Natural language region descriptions
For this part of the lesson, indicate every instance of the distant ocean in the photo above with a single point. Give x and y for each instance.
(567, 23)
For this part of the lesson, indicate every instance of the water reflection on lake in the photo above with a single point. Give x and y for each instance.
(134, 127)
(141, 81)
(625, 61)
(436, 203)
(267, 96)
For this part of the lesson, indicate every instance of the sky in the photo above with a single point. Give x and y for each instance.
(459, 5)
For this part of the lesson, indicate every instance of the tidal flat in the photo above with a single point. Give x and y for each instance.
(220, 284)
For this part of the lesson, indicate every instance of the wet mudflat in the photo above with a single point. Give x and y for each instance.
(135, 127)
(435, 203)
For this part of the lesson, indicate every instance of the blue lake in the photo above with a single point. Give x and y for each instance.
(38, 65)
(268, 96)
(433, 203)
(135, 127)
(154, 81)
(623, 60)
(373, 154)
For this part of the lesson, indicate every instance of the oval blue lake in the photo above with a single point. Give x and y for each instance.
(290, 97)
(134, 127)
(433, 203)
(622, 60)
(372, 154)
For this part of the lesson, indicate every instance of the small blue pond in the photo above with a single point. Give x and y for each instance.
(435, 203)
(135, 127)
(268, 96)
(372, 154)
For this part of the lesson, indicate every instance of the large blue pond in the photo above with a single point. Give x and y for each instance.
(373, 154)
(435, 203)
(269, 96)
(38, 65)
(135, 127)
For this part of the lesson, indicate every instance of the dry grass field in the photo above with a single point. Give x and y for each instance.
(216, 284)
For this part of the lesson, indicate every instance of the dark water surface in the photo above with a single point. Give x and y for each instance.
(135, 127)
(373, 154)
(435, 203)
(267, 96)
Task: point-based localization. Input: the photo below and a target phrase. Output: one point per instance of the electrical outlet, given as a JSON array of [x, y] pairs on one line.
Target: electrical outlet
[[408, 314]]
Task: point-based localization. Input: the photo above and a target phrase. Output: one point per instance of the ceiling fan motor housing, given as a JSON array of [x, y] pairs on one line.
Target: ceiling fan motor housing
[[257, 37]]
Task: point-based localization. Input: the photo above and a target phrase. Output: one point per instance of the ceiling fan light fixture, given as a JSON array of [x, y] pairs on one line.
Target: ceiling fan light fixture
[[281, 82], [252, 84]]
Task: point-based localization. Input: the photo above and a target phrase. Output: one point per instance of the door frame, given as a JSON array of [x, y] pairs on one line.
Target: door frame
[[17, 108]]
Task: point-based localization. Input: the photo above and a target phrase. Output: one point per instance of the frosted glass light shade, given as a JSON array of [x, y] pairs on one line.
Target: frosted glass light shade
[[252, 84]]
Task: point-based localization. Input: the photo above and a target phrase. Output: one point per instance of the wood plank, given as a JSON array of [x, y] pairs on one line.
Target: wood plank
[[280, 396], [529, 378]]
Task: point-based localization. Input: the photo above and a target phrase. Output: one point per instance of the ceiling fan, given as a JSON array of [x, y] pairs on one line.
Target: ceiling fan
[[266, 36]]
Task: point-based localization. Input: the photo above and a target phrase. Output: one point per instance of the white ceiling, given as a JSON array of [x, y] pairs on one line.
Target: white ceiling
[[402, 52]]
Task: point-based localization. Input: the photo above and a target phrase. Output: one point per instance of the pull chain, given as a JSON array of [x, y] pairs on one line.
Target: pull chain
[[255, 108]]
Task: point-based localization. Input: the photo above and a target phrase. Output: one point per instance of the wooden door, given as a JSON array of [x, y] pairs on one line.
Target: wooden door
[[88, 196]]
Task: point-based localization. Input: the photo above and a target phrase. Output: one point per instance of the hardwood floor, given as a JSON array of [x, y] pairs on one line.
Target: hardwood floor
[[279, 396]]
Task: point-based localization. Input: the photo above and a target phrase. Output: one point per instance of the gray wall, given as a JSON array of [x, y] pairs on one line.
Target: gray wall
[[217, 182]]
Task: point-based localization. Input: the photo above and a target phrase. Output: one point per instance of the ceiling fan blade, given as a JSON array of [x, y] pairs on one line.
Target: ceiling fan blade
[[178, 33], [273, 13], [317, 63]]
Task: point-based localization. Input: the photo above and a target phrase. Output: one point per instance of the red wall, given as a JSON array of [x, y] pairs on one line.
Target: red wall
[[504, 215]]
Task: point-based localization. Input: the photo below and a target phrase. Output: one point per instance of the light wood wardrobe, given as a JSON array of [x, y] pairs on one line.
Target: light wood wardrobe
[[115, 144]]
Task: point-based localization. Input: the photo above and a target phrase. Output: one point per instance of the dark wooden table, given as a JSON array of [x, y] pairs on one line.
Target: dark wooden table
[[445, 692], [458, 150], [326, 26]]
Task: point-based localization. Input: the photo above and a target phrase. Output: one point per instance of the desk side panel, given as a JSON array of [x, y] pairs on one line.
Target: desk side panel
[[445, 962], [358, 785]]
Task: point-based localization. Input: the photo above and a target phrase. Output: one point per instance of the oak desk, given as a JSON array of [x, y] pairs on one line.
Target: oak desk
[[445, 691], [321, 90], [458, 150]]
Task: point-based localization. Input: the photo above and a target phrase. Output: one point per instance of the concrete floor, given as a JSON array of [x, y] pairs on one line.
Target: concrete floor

How to complete this task
Output, and output only, the lines from the one containing "Target: dark wooden table" through the last line of the data above.

Task solution
Target: dark wooden table
[[445, 692], [458, 150], [326, 26]]
Task: point-based localization. Input: the photo above and a target phrase. Output: one point per instance of the desk side panel, given as a JSON array of [x, y] pairs on one line.
Target: desk side panel
[[445, 962], [358, 785]]
Task: point-based localization. Input: the photo above and a target phrase. Output: one point per instance of the oak desk, given as a JSON array of [x, y] pairs on one line.
Target: oak desk
[[445, 691], [321, 90], [458, 150]]
Task: point-based localization. Input: the photo above and a target phrase. Output: one point per instance of the concrete floor, given as a JSON array of [x, y] pairs on one line.
Target: concrete floor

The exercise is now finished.